__Work to complete__:
Count the lines in the entries below that contain the string "narrow", treating uppercase and lowercase letters as different. Reply with only that number.

__Stored data__:
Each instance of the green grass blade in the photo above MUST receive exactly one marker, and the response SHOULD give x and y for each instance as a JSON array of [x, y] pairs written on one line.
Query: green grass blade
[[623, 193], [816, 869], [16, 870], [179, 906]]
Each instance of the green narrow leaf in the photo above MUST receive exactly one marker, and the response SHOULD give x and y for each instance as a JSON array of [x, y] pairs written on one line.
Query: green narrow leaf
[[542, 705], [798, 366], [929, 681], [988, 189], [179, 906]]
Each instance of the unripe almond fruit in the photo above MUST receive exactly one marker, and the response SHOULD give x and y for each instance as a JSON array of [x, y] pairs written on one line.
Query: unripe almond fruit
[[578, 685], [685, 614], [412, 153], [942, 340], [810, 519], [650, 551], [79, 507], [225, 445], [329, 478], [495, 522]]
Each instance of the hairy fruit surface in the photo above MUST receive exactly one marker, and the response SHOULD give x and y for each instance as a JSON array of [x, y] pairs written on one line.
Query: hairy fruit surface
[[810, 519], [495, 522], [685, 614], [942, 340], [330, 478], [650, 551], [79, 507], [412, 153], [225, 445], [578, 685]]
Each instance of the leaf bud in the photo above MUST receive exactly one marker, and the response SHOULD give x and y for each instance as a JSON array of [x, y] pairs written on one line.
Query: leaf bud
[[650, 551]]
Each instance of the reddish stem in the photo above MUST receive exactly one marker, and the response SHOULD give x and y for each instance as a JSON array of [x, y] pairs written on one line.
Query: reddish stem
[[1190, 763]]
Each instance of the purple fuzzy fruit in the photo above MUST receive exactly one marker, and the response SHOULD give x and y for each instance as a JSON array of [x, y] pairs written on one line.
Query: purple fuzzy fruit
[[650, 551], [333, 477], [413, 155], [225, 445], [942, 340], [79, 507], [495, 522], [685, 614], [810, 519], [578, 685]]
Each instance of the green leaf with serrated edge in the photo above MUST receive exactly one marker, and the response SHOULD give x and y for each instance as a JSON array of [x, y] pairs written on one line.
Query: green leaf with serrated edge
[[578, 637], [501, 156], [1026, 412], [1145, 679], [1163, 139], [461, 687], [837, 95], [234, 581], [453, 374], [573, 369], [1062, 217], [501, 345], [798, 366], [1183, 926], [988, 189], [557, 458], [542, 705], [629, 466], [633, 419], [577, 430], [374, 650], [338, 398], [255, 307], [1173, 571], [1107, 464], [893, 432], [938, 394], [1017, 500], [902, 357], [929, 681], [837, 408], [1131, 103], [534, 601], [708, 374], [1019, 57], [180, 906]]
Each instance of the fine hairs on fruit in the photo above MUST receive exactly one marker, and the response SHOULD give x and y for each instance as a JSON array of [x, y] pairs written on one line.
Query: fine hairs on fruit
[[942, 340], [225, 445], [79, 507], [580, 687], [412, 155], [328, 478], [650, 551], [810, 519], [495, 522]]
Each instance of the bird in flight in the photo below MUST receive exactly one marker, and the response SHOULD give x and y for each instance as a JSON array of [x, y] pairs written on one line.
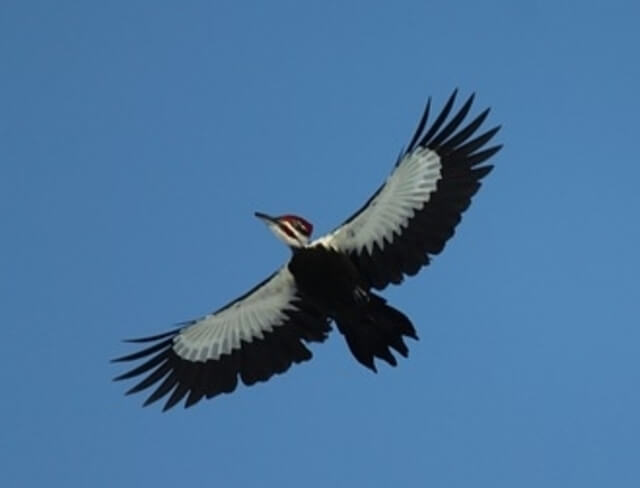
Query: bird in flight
[[331, 279]]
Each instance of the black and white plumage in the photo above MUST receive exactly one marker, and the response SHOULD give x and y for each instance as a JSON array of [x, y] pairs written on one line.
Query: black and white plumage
[[407, 220]]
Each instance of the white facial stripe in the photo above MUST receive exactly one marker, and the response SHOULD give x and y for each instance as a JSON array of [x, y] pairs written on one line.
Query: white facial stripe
[[297, 240]]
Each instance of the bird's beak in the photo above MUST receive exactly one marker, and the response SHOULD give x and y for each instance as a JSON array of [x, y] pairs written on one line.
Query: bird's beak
[[268, 219]]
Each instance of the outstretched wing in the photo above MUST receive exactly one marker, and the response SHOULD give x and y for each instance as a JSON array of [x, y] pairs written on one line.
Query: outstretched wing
[[256, 336], [413, 214]]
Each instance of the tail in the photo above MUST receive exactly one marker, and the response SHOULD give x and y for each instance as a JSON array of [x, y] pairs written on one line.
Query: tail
[[375, 328]]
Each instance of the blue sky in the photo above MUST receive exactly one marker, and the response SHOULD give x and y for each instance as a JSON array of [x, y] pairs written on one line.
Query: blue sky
[[136, 140]]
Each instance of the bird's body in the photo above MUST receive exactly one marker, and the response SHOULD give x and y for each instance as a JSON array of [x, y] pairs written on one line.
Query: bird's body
[[407, 220]]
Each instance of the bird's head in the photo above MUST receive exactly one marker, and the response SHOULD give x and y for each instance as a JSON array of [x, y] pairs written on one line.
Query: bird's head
[[291, 229]]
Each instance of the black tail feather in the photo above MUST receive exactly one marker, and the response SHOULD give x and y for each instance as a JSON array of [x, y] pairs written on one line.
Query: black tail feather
[[374, 329]]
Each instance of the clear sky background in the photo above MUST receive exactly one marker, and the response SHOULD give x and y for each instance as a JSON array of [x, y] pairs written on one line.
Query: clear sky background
[[136, 140]]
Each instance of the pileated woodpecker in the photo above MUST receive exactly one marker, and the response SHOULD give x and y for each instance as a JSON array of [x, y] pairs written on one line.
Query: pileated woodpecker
[[406, 221]]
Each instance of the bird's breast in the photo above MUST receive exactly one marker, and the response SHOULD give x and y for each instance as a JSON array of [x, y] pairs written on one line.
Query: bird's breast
[[325, 276]]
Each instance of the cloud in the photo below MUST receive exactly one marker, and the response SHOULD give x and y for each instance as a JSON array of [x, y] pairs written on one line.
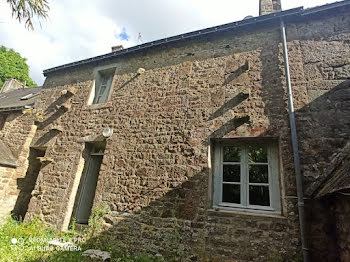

__Result for this task__:
2